YOUR OBJECTIVE: From the listing below, extract every line that contains the string "covered". Case counts, so copy only lines where it appears with the same capitalization.
## Begin RECORDED INFORMATION
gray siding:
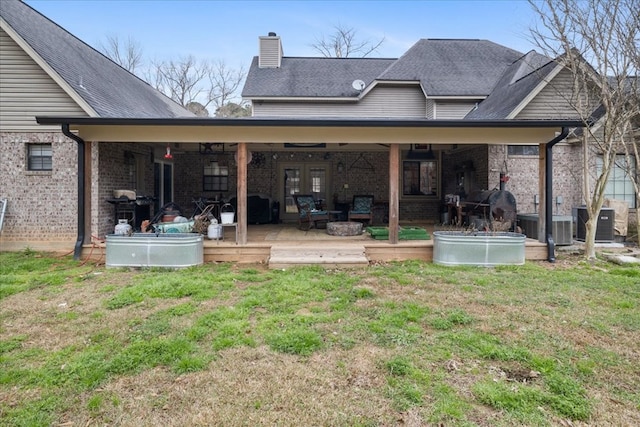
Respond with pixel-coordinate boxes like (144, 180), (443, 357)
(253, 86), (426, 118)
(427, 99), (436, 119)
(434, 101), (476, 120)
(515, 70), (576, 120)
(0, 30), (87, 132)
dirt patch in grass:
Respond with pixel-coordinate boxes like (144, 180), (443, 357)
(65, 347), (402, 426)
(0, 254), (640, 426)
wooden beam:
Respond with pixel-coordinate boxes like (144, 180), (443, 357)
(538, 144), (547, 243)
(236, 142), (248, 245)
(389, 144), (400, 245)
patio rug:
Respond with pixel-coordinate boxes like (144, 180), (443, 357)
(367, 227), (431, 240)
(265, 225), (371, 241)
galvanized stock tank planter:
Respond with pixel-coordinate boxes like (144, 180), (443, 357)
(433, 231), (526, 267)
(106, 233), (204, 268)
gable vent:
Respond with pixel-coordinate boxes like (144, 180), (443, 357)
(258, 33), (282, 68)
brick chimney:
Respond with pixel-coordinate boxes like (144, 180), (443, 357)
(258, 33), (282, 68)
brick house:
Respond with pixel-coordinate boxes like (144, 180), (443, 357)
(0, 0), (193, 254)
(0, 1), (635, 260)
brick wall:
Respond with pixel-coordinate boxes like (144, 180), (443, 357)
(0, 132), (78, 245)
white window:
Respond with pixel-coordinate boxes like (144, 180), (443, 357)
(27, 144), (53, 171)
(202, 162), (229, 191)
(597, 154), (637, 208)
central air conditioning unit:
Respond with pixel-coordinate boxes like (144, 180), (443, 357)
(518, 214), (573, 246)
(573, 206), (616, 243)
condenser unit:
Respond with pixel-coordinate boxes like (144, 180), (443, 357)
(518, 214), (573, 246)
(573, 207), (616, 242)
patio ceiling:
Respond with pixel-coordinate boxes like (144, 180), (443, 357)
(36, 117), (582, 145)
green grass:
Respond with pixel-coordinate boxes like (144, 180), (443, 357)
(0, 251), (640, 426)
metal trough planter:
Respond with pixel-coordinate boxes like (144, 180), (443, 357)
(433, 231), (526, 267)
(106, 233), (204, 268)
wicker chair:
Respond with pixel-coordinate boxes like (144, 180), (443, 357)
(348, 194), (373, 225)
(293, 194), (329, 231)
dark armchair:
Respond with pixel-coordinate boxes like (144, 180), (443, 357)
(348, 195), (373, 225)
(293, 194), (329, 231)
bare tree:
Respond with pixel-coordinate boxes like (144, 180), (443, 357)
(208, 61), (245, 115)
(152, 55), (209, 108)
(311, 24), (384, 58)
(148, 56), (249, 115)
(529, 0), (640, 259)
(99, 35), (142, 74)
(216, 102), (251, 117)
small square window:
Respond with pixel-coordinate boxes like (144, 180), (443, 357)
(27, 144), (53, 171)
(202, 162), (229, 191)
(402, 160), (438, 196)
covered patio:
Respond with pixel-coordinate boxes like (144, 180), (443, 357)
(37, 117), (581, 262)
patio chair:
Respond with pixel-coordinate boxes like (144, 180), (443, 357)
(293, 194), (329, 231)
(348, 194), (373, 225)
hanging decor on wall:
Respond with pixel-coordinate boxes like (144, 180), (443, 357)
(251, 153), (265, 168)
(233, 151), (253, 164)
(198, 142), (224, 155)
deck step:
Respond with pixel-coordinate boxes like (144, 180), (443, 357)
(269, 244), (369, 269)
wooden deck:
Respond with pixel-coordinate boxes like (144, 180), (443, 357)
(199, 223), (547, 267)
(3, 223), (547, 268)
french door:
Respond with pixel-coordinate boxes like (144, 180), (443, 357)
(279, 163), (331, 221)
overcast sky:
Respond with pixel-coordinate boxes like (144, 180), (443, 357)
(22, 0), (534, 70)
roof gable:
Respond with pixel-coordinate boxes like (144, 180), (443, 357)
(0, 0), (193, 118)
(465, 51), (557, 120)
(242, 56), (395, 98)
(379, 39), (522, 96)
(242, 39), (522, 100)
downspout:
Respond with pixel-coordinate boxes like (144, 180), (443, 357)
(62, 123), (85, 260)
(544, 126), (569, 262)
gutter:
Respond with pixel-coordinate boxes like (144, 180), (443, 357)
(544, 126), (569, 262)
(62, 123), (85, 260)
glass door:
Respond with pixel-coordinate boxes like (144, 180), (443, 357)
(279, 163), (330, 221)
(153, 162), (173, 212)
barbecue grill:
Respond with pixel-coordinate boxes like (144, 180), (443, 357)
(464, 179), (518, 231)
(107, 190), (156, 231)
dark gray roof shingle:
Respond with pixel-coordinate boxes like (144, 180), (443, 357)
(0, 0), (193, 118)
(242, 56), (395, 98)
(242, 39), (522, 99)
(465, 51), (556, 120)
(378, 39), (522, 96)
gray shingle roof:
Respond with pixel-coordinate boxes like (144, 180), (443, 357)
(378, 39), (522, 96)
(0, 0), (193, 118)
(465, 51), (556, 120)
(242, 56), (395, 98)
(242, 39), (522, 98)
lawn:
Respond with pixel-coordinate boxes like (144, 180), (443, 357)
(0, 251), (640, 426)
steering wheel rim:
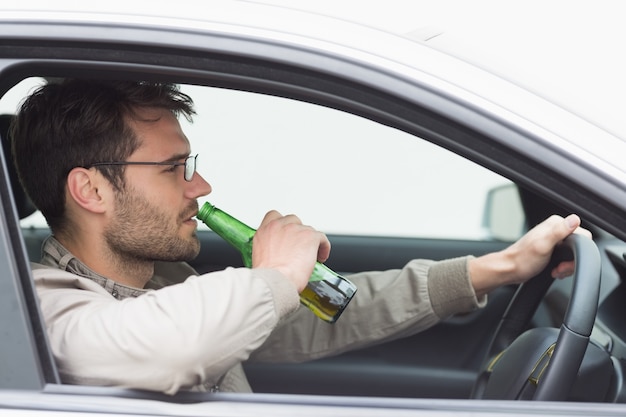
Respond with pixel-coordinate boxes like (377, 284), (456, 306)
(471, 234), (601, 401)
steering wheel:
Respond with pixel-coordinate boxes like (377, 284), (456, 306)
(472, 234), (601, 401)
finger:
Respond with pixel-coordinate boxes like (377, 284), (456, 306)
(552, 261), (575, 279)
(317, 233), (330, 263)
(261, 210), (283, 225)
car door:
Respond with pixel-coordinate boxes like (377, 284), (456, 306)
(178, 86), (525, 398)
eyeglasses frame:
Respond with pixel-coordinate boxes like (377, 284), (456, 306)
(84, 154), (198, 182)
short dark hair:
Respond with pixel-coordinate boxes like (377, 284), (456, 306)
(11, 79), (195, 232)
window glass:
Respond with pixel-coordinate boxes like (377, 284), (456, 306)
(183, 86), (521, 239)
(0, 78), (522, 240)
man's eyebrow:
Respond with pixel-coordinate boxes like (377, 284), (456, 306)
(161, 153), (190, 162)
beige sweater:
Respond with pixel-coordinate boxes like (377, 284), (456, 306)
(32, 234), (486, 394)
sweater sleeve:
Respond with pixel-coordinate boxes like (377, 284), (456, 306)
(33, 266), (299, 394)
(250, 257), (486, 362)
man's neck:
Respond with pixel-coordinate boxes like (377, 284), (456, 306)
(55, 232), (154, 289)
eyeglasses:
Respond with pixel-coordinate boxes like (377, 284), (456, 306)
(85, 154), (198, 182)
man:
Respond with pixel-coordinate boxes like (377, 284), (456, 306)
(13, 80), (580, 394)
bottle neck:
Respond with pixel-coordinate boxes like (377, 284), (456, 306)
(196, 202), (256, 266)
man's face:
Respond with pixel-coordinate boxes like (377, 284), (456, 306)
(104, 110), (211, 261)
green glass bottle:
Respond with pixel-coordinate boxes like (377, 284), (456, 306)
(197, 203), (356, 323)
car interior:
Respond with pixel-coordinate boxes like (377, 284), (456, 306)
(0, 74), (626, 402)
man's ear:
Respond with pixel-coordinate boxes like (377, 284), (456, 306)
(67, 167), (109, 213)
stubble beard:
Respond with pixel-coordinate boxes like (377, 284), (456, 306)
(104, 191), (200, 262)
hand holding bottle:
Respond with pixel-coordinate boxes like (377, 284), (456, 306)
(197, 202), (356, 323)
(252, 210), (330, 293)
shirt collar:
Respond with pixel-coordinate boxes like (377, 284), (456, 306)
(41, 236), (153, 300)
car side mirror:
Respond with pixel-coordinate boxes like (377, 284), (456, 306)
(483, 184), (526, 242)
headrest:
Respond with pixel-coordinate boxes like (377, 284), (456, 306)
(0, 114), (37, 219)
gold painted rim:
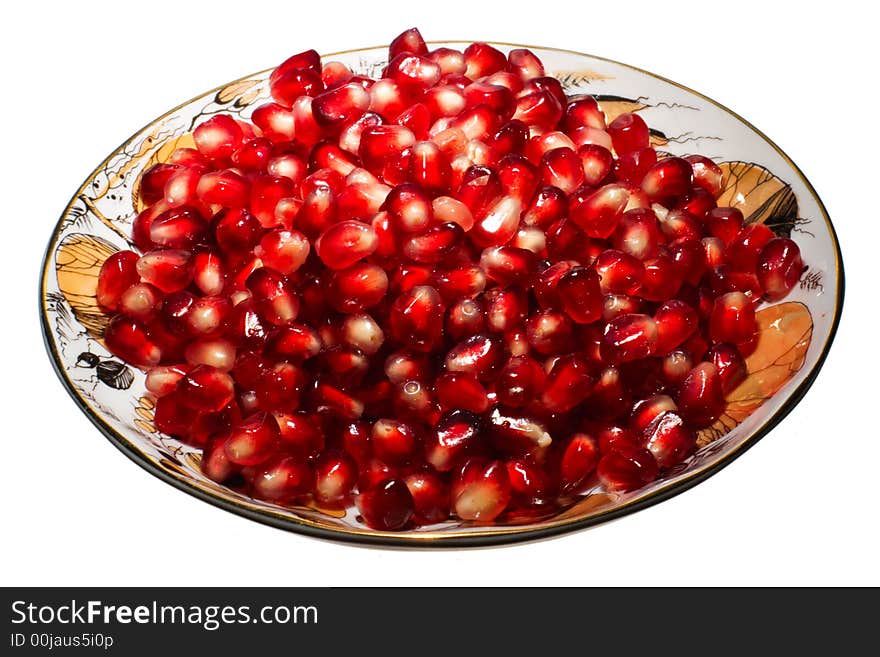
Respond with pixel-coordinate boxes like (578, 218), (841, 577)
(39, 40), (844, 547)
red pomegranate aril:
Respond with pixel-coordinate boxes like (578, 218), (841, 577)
## End RECORDED INFORMATION
## Begin RECORDED INFORMATION
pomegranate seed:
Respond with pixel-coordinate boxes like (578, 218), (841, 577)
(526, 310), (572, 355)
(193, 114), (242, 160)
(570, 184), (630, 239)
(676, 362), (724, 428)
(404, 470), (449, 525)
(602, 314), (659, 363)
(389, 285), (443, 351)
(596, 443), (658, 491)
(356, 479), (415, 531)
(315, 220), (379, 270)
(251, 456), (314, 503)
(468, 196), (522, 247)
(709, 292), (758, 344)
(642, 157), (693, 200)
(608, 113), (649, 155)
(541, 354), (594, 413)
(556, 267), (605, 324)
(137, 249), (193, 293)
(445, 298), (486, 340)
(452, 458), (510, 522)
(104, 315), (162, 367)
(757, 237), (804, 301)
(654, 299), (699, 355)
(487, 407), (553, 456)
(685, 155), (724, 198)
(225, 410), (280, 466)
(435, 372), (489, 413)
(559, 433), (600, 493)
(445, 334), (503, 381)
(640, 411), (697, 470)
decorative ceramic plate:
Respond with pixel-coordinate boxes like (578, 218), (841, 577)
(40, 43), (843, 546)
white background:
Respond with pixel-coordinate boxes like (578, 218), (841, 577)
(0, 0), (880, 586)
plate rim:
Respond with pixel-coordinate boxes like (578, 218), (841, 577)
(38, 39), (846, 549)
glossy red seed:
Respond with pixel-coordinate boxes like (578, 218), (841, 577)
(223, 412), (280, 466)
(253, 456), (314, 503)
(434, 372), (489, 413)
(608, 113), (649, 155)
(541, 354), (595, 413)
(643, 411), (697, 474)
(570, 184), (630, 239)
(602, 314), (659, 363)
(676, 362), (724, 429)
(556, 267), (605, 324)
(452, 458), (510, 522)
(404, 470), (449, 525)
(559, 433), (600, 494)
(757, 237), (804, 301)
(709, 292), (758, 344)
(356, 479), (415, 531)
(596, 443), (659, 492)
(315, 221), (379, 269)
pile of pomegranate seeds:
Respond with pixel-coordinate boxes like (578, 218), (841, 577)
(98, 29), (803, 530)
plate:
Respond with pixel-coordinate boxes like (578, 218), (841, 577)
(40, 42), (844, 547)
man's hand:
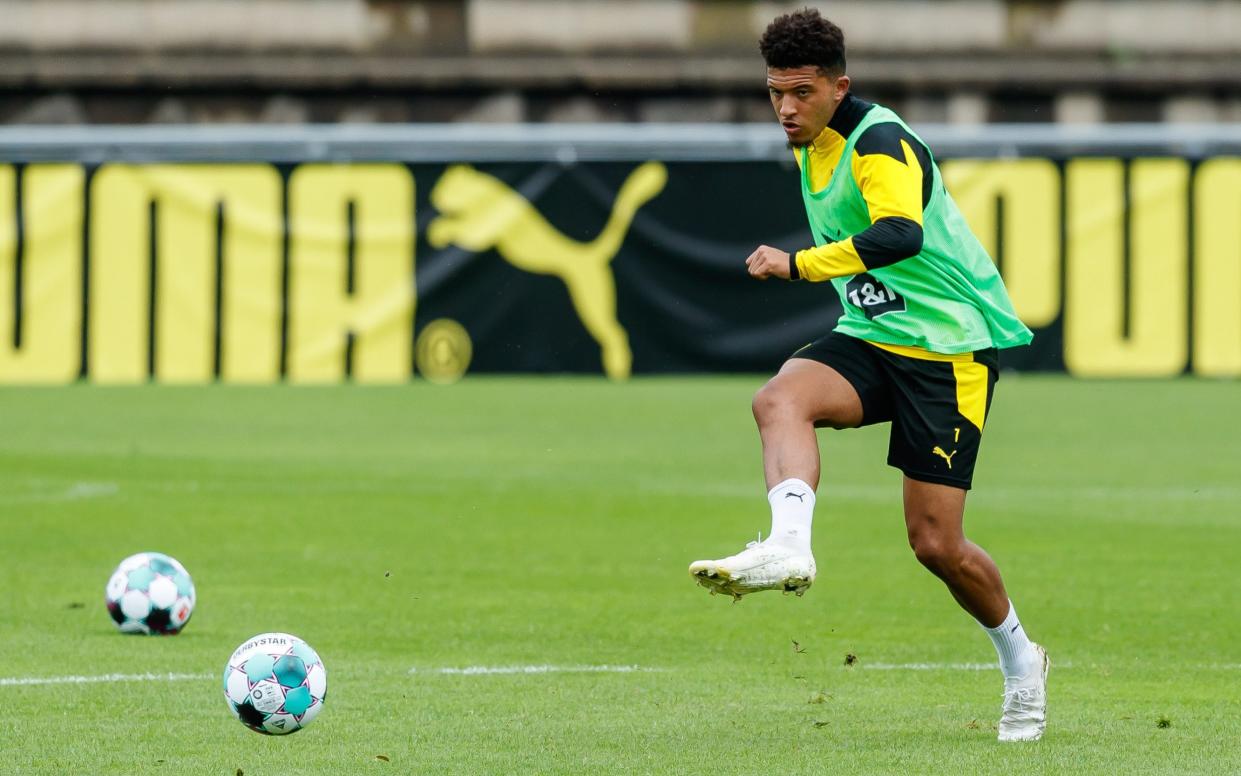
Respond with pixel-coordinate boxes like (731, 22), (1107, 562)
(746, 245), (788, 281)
## End RECORDED INFORMATION
## Begin RECORDED INFORMATION
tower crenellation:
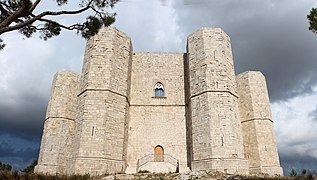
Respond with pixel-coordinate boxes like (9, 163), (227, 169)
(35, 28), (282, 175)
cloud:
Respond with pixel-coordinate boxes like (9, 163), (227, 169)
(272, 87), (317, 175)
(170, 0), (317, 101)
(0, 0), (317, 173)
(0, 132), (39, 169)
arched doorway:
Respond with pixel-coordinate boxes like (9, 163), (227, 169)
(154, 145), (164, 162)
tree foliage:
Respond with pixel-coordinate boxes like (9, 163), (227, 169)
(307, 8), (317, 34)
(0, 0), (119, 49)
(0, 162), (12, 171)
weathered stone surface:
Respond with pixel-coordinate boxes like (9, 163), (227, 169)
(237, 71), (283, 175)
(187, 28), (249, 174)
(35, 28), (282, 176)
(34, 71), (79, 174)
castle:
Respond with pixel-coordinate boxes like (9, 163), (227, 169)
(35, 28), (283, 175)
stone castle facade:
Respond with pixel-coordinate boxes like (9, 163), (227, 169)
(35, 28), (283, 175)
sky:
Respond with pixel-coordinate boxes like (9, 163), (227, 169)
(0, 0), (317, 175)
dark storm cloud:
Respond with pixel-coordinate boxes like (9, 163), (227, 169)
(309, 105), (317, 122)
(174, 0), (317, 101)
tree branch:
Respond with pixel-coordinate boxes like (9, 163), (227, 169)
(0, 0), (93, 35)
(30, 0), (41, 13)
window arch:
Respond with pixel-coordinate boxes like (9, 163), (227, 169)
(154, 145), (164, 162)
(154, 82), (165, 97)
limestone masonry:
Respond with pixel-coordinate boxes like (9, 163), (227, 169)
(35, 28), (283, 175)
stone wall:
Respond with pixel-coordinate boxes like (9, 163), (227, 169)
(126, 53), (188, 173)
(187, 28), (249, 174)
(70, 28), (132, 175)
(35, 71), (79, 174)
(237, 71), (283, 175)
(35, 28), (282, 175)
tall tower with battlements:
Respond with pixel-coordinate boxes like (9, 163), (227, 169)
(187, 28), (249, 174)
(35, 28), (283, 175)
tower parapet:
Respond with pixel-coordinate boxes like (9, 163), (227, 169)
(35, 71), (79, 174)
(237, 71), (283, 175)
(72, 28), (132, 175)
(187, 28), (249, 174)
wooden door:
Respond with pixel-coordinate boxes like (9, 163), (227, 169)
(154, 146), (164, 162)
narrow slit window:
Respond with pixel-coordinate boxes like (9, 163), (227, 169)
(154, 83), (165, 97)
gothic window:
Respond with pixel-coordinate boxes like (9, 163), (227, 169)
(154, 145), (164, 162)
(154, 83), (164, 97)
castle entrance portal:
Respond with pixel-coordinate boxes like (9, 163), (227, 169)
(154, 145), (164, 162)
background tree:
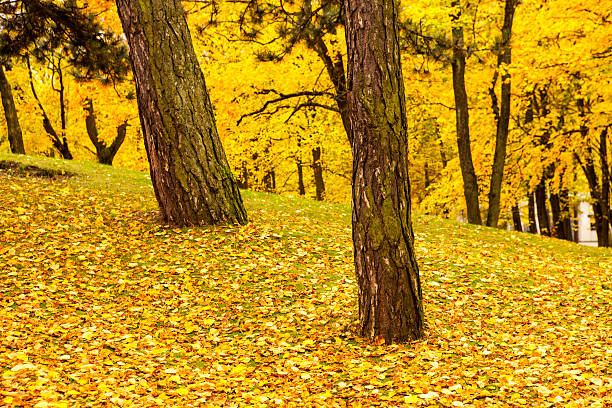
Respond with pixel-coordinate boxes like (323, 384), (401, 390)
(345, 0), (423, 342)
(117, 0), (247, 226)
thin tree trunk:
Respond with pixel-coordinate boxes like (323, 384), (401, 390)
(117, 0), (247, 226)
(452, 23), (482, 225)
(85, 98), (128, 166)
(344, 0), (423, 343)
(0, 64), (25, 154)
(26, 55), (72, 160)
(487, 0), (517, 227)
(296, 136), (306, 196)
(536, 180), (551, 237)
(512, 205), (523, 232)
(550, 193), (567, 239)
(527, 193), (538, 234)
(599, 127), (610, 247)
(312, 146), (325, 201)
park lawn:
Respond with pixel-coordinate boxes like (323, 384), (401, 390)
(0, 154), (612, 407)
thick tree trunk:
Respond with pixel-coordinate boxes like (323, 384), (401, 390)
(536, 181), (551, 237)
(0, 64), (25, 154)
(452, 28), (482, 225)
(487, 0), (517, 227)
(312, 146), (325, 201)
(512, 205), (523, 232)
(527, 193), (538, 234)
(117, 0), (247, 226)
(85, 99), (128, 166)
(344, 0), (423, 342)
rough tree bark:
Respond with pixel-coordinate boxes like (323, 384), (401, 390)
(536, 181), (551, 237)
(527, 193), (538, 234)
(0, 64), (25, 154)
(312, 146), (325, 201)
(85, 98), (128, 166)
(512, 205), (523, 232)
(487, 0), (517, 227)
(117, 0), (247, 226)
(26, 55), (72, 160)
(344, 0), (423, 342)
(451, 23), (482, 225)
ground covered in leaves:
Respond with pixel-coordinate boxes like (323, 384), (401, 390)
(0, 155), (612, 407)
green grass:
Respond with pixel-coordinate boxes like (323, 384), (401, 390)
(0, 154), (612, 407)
## End RECORDED INFORMATION
SOLUTION BELOW:
covered patio:
ground covered in leaves:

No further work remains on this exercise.